◆ Task description ◆
Go through the records below and report each line with "instance" in it.
*** Data extract ***
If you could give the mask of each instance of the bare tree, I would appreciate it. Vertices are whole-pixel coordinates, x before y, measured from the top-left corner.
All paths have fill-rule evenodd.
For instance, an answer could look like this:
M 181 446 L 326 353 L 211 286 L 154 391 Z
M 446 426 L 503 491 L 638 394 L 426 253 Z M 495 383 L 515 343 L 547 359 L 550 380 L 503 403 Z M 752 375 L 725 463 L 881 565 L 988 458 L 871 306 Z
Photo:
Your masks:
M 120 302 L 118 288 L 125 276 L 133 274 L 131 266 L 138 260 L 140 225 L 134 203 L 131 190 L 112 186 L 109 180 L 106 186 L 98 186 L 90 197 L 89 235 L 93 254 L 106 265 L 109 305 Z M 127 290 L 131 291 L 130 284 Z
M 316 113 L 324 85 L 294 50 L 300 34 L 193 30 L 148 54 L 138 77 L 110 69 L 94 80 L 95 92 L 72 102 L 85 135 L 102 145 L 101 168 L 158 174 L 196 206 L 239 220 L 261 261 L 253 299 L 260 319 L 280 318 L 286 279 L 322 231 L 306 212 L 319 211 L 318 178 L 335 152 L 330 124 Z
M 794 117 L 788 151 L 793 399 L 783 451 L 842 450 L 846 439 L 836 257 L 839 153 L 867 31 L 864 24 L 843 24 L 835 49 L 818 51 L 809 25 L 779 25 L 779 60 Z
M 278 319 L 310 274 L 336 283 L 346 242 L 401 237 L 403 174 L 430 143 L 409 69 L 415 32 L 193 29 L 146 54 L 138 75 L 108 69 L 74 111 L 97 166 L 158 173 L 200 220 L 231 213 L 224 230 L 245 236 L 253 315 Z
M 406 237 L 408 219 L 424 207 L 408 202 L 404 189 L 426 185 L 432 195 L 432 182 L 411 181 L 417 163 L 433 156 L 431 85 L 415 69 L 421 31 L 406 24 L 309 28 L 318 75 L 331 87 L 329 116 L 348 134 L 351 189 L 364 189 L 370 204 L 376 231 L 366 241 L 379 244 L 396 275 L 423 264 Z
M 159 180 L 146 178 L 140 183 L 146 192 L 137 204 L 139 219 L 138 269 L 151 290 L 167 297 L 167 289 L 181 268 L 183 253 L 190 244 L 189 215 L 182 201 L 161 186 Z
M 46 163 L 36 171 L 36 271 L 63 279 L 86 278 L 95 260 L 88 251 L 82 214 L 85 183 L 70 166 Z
*** End of Data extract ***
◆ The completed task ◆
If you could give the mask of each instance of the bare tree, I would appreciate it. Vertices are whole-pixel coordinates, x before y, measured from the top-left corner.
For instance, an answer could look like this:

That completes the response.